Al momento stai visualizzando Studi su Pietro Barcellona

Il 24 e 25 ottobre dello scorso anno, organizzati esclusivamente dal Gruppo CIAI, si sono svolte due giornate di studio sul compianto filosofo e artista Pietro Barcellona, che del Gruppo era socio. Tra i contributi, esito di ricerche critiche e testimonianze dei componenti del CIAI, vi sono stati due graditi interventi di altrettante laureande dell’Università di Catania: Brigitte Circo e Chiara Mammino, entrambe presentate da socie del Gruppo. Circo ha recensito la silloge di interventi giornalistici “Viaggio nel Bel Paese” e Mammino il saggio sociologico-filosofico “La speranza contro la paura”, puntuali e gradevoli contributi che qui pubblichiamo, non potendoli inserire tra quelli ordinate nel volume degli Atti che conterrà esclusivamente i contributi dei Soci del Gruppo Convergenze Intellettualie Artistiche Italiane. Il Comitato di redazione infatti ha unanimemente deliberato di rendere omaggio all’impegno delle due giovani relatrici ospitandone le relazioni su questa Rassegna.

 

SUL BEL PAESE
di Brigitte Circo

“La gioventù è diventata una condizione insopportabile.” Con questa citazione breve ed incisiva voglio ricordare e  introdurre il pensiero di impegno civile del filosofo dalla personalità poliedrica, distintosi come giornalista, poeta, pensatore, pittore ma anche docente, giurista e parlamentare, Pietro Barcellona.
viaggio nel bel paeseNel volume intitolato Viaggio nel Bel Paese. Tra nostalgia e speranza l’esimio intellettuale denuncia una condizione di crisi generale, una Grande Crisi, dinanzi al fallimento del capitalismo liberista e al disfacimento dei principi di civiltà, che genera cinismo e sfiducia. Veri temi di tale condizione disastrosa generale sono non solo il crack finanziario o la disoccupazione (costantemente nel mirino dei media), ma soprattutto disorientamento e disperata solitudine.

Dati forniti:
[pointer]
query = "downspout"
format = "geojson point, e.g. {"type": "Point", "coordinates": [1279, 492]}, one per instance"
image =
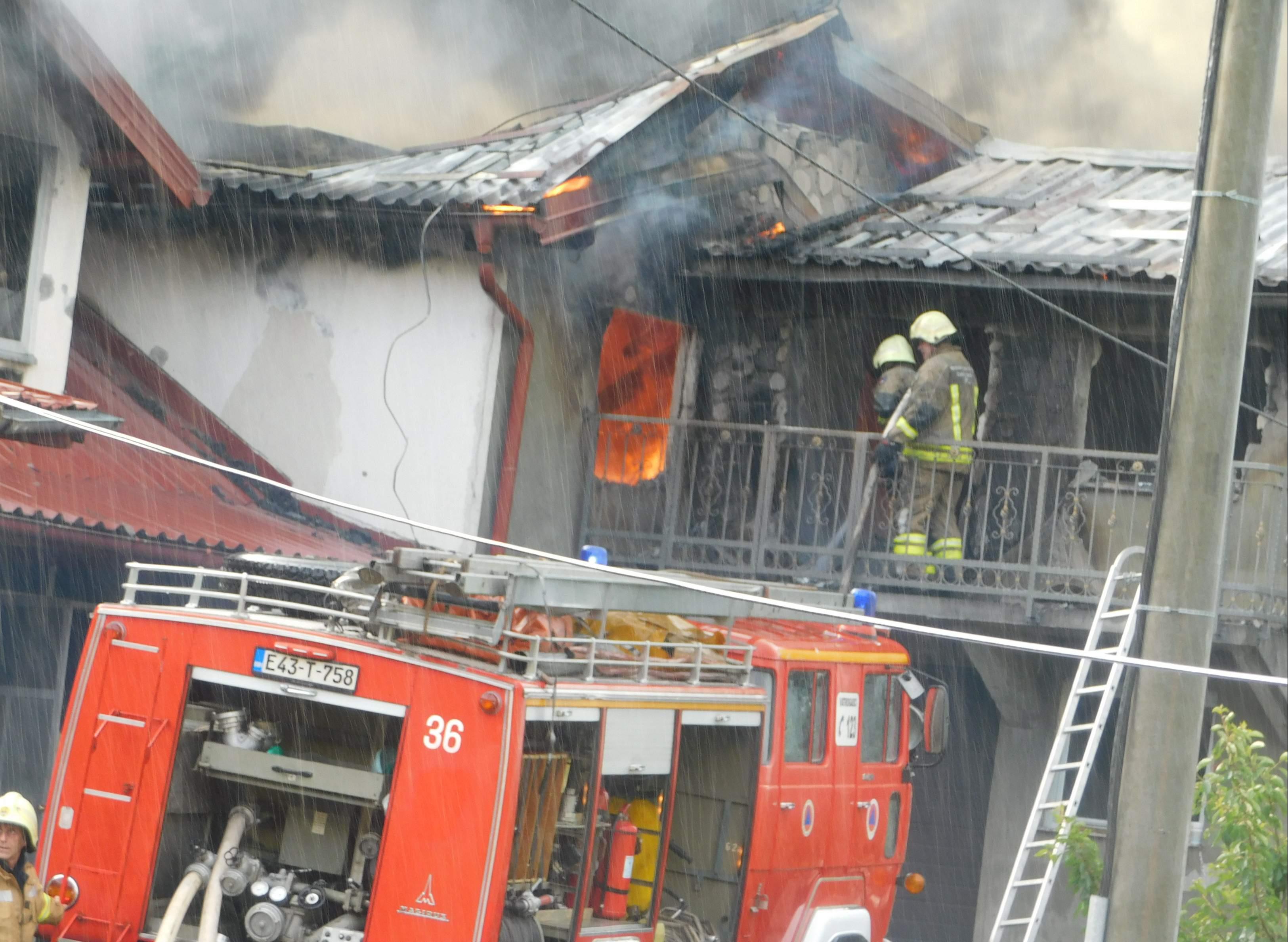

Consegna 1:
Rispondi alle seguenti domande sul testo dedicato a Pietro Barcellona, una per riga:
(a) In quali giorni si sono svolte le due giornate di studio?
(b) Quale saggio ha recensito Chiara Mammino?
(c) Oltre al crack finanziario e alla disoccupazione, quali sono soprattutto i veri temi della condizione di crisi descritta nel volume?
Consegna 2: Riprendi il testo dedicato a Pietro Barcellona e scrivi come prosegue dopo l'ultima frase riportata.

Soluzione 1:
(a) Il 24 e 25 ottobre dello scorso anno.
(b) "La speranza contro la paura".
(c) Il disorientamento e la disperata solitudine.

Soluzione 2:
Siamo tutti diventati “una scimmia assassina” come ha detto Giorgio Bocca. La solitudine affettiva ha trasformato il prossimo in nemico da sopprimere. La società odierna e in particolar modo noi giovani non abbiamo riferimenti né valori, fondamentali per l’esistenza umana. Ci troviamo a vivere un nichilismo diffuso che ha intossicato ogni sfera: dalla religione all’istruzione fino ad arrivare alla giustizia, coltivando la cultura stessa della mafia e l’utilizzo della sopraffazione per soddisfare la propria sete di potenza.
In questa società nichilista si assiste all’esaltazione da parte dei media della dissoluzione della famiglia e della religione, viste come antiche prigioni della libertà.
La crisi morale della nostra società è l’effetto di un crollo totale della memoria, degli ideali che ci hanno consentito di sopravvivere al terrorismo e agli attacchi alla democrazia con vittime sacrificali quali politici, cittadini, magistrati e poliziotti. Per una riconquista della morale bisognerebbe cambiare il sistema dei media (oggi dominio della casta dell’informazione), il sistema finanziario e la giustizia. Barcellona ritiene che per il riscatto morale bisogna che reagisca la società civile, organizzando comitati di sorveglianza democratica con poteri di controllo su chi governa.
“Una vera e propria lotta per la serietà, contro la corruzione della fiction.”.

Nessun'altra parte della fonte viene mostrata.